### Aim of the exercise
Reproduce the records starting at the line that contains "For each instance of the river, place" and running to the last line, exactly and in full.

### Material provided
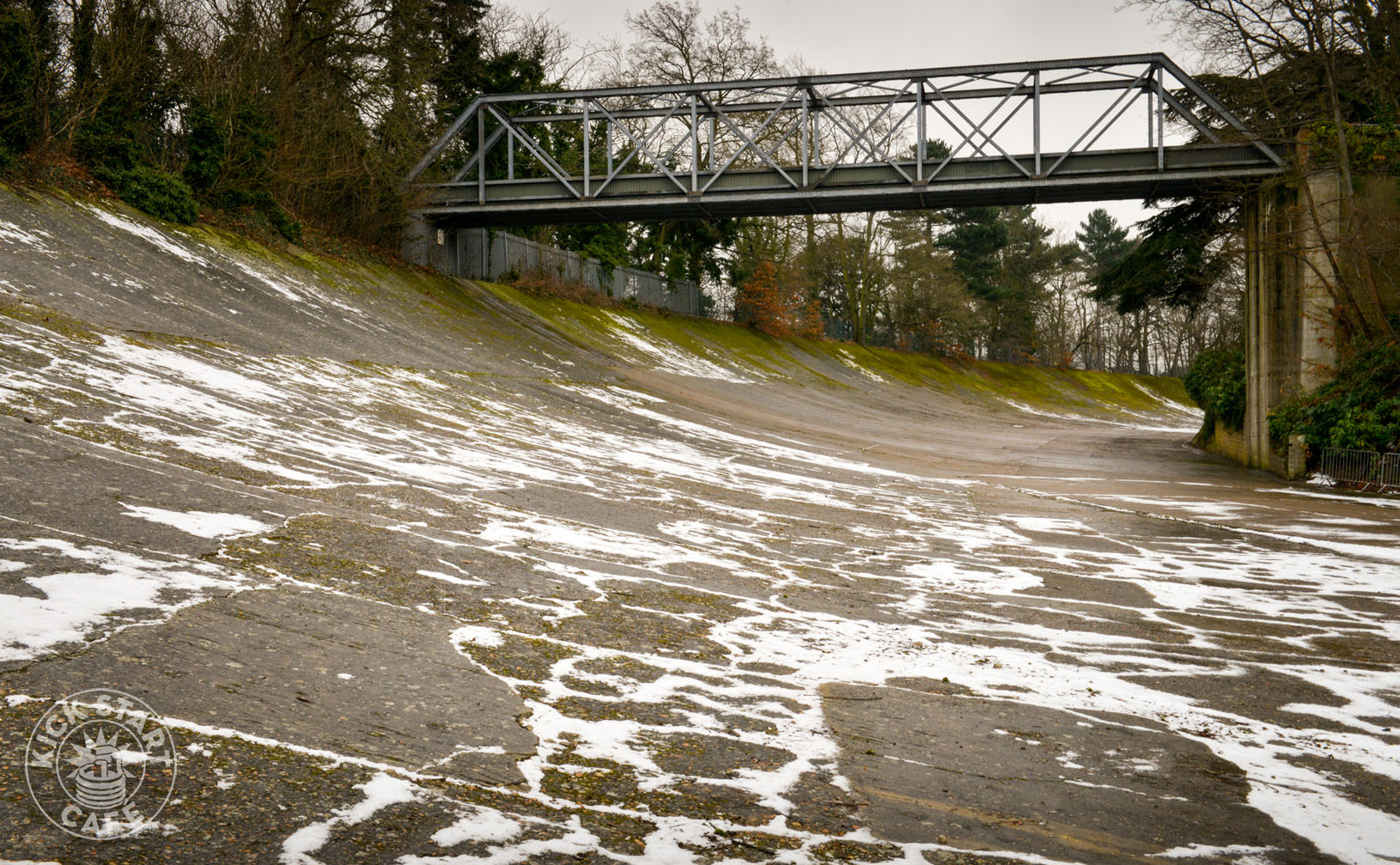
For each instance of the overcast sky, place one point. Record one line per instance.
(870, 35)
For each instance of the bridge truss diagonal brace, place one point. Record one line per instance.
(835, 133)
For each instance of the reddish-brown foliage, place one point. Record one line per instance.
(776, 304)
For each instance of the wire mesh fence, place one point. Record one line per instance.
(482, 255)
(1364, 469)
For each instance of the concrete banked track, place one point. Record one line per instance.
(424, 571)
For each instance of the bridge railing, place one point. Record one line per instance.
(1364, 469)
(1028, 122)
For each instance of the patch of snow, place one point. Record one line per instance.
(202, 524)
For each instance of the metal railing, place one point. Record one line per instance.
(1051, 131)
(1364, 469)
(480, 255)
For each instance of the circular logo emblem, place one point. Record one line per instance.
(100, 764)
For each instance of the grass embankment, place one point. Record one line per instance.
(644, 336)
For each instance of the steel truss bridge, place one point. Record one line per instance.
(1013, 133)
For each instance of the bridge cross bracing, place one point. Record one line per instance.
(1015, 133)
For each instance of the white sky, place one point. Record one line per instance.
(870, 35)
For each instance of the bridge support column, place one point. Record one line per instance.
(1291, 332)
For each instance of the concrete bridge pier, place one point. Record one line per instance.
(1291, 329)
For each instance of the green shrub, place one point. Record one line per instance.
(159, 193)
(19, 117)
(1360, 409)
(1215, 381)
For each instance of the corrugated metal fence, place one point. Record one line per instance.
(480, 255)
(1366, 469)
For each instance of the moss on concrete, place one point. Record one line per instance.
(846, 364)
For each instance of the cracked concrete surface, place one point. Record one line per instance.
(423, 571)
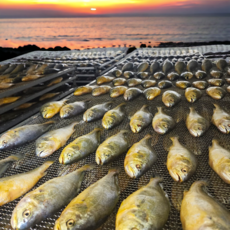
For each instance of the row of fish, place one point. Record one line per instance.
(147, 208)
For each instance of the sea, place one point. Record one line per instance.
(81, 33)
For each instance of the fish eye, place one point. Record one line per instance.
(26, 213)
(70, 223)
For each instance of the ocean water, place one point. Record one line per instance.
(78, 33)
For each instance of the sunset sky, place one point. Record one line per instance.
(62, 8)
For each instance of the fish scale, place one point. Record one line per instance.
(217, 187)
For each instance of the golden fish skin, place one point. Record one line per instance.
(114, 116)
(162, 123)
(119, 81)
(96, 112)
(104, 79)
(221, 119)
(74, 109)
(140, 158)
(81, 147)
(112, 148)
(91, 216)
(216, 92)
(192, 94)
(53, 140)
(183, 84)
(219, 161)
(148, 83)
(50, 197)
(151, 93)
(171, 98)
(82, 90)
(118, 91)
(8, 100)
(47, 96)
(181, 163)
(148, 208)
(13, 187)
(134, 82)
(201, 211)
(141, 119)
(196, 124)
(52, 108)
(200, 84)
(132, 93)
(101, 90)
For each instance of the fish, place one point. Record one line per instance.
(55, 81)
(201, 211)
(206, 65)
(50, 109)
(221, 119)
(147, 208)
(171, 98)
(104, 79)
(173, 76)
(128, 74)
(112, 148)
(127, 67)
(117, 91)
(134, 82)
(187, 75)
(82, 90)
(196, 124)
(200, 74)
(192, 94)
(88, 210)
(159, 75)
(151, 93)
(53, 140)
(22, 135)
(162, 123)
(216, 92)
(132, 93)
(101, 90)
(154, 67)
(181, 163)
(50, 197)
(24, 106)
(221, 64)
(31, 77)
(142, 67)
(47, 96)
(180, 67)
(183, 84)
(114, 116)
(81, 147)
(148, 83)
(96, 112)
(5, 163)
(141, 119)
(74, 109)
(8, 100)
(5, 85)
(119, 81)
(165, 84)
(12, 187)
(140, 158)
(200, 84)
(143, 75)
(216, 82)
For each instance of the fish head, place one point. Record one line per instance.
(25, 215)
(180, 170)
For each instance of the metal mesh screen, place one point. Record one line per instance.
(217, 188)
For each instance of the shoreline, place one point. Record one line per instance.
(8, 53)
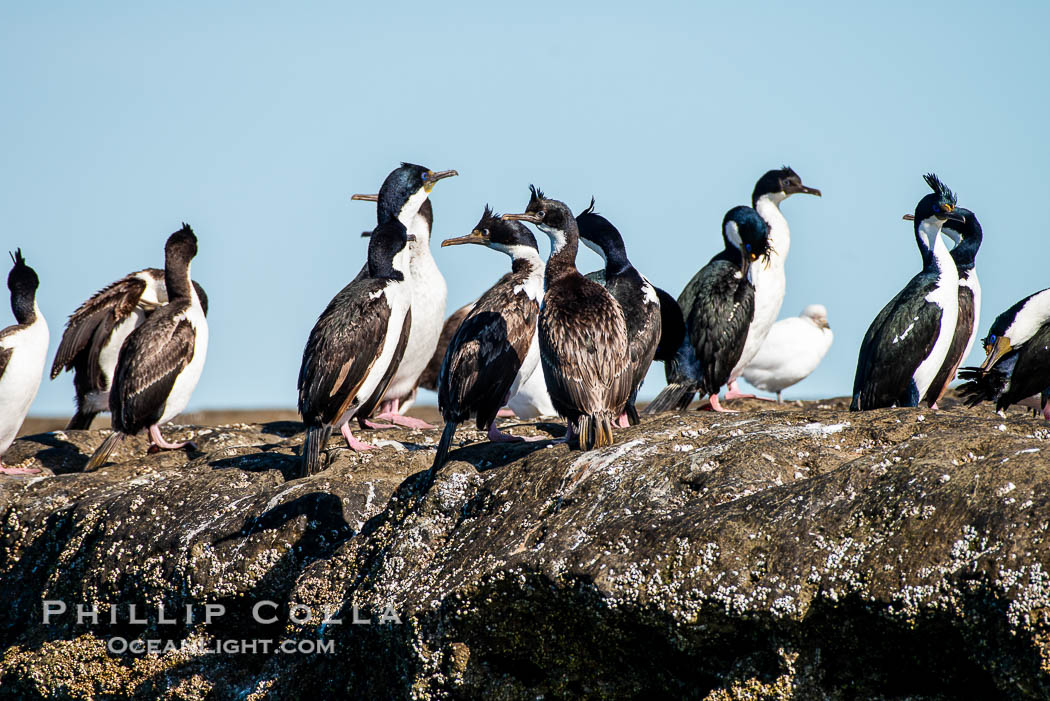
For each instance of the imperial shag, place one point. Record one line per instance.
(494, 345)
(906, 344)
(96, 332)
(770, 280)
(635, 295)
(718, 304)
(583, 335)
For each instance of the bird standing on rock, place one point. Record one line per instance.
(428, 296)
(97, 331)
(717, 304)
(583, 334)
(967, 235)
(1017, 362)
(769, 278)
(906, 344)
(494, 347)
(161, 361)
(792, 351)
(23, 352)
(634, 294)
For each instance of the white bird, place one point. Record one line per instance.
(23, 352)
(792, 351)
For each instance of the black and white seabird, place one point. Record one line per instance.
(161, 361)
(634, 294)
(906, 344)
(793, 348)
(583, 335)
(717, 304)
(23, 354)
(357, 343)
(96, 332)
(769, 278)
(428, 297)
(492, 348)
(1017, 362)
(967, 235)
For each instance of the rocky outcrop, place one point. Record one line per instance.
(802, 552)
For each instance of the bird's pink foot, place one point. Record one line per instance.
(716, 405)
(352, 442)
(496, 436)
(18, 470)
(407, 422)
(156, 440)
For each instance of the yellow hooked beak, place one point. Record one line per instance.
(996, 351)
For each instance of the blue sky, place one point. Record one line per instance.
(255, 122)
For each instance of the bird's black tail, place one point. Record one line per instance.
(102, 454)
(681, 385)
(981, 385)
(316, 440)
(595, 430)
(81, 421)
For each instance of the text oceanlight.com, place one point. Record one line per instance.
(264, 613)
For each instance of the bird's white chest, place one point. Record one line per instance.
(945, 295)
(428, 297)
(187, 380)
(21, 378)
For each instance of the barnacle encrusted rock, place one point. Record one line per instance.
(794, 552)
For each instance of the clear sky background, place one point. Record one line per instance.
(254, 122)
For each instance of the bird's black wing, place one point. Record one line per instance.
(896, 343)
(149, 362)
(93, 320)
(672, 326)
(718, 319)
(343, 344)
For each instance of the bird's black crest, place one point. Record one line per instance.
(941, 189)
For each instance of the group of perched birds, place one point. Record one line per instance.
(544, 339)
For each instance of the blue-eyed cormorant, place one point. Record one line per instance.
(583, 335)
(1017, 362)
(23, 353)
(494, 345)
(634, 294)
(717, 304)
(161, 361)
(96, 332)
(770, 280)
(967, 235)
(906, 344)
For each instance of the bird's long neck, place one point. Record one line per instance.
(23, 304)
(935, 253)
(769, 208)
(176, 278)
(564, 246)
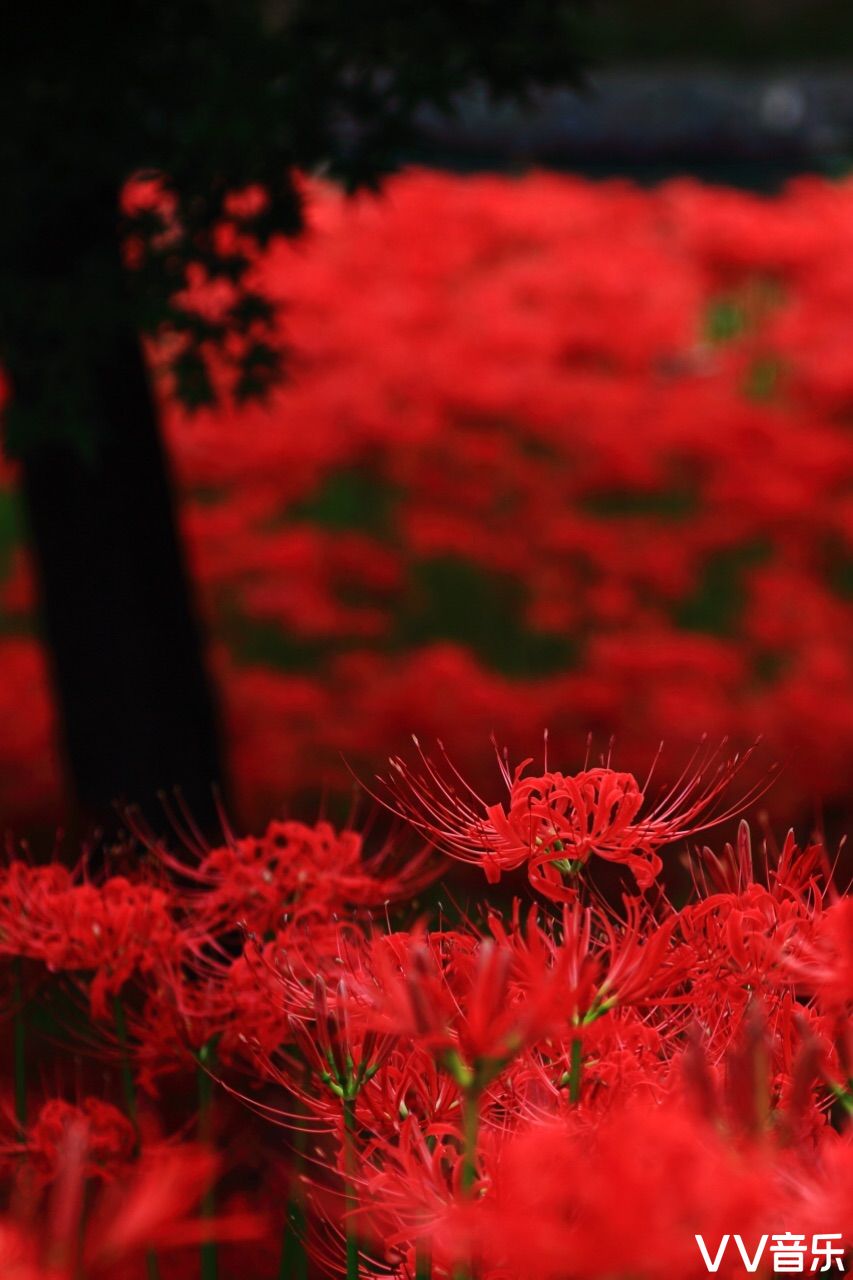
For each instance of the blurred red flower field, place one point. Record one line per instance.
(551, 453)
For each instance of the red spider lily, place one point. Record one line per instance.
(553, 822)
(150, 1207)
(110, 1138)
(468, 1000)
(822, 959)
(343, 1057)
(113, 929)
(411, 1201)
(629, 1197)
(292, 871)
(742, 936)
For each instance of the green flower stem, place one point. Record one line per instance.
(350, 1189)
(470, 1129)
(209, 1255)
(128, 1084)
(423, 1262)
(575, 1070)
(128, 1088)
(293, 1264)
(19, 1047)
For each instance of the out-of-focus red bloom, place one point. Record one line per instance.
(110, 1138)
(113, 929)
(555, 823)
(292, 872)
(629, 1197)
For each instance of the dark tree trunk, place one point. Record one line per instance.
(135, 703)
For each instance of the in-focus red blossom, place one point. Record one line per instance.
(553, 823)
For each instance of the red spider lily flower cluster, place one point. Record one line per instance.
(634, 1073)
(502, 506)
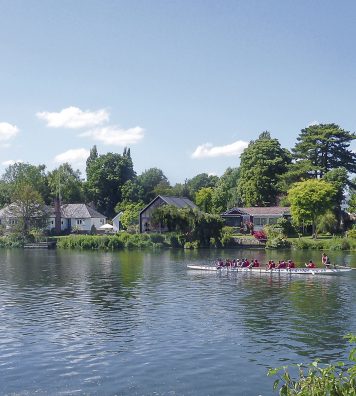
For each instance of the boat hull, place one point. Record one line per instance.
(261, 270)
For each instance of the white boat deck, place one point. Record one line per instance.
(263, 270)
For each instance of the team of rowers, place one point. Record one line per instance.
(254, 263)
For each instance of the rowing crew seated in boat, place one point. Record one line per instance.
(243, 263)
(282, 264)
(310, 264)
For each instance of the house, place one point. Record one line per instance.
(258, 216)
(80, 217)
(116, 221)
(146, 213)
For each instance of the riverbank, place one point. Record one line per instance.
(173, 240)
(124, 240)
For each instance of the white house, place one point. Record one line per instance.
(116, 221)
(81, 217)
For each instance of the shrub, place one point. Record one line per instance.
(278, 243)
(332, 379)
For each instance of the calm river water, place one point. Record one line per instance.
(140, 323)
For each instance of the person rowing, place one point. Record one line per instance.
(290, 264)
(325, 260)
(281, 264)
(310, 264)
(271, 264)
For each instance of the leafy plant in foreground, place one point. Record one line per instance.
(315, 380)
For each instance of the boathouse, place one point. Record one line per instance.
(258, 216)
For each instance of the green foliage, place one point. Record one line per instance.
(225, 195)
(152, 182)
(203, 198)
(309, 200)
(130, 213)
(262, 164)
(26, 174)
(28, 209)
(105, 177)
(352, 233)
(317, 380)
(195, 225)
(67, 183)
(327, 223)
(202, 180)
(326, 147)
(277, 234)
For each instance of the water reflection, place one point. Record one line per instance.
(139, 322)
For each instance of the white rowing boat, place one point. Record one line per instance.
(262, 270)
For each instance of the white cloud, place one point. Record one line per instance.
(74, 118)
(115, 135)
(207, 150)
(7, 132)
(313, 123)
(11, 162)
(73, 156)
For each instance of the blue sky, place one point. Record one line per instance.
(185, 84)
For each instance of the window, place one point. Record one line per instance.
(257, 221)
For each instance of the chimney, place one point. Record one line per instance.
(57, 213)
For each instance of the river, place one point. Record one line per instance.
(140, 323)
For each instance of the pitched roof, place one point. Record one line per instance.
(82, 211)
(179, 202)
(260, 211)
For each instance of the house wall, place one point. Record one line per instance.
(145, 217)
(116, 223)
(261, 220)
(80, 224)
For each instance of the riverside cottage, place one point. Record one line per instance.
(80, 217)
(146, 213)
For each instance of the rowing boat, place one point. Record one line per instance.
(261, 270)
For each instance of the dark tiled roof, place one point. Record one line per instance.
(82, 211)
(259, 211)
(76, 211)
(179, 202)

### Response
For each instance of the river, place one point. Record one line per instance.
(140, 323)
For each instance of the pitched roof, place one point. Record one line per instance.
(82, 211)
(179, 202)
(260, 211)
For each instance of the house wall, place one point. Record one line per instance.
(145, 217)
(116, 223)
(261, 220)
(80, 224)
For each instance of the riverside cottage, place one point. Record one line per instance.
(80, 217)
(146, 213)
For each instance of the rowing boat, place one point. Record one line per instance.
(261, 270)
For each instance of the dark tiled roof, place one point. Record one line per instance.
(82, 211)
(259, 211)
(76, 211)
(179, 202)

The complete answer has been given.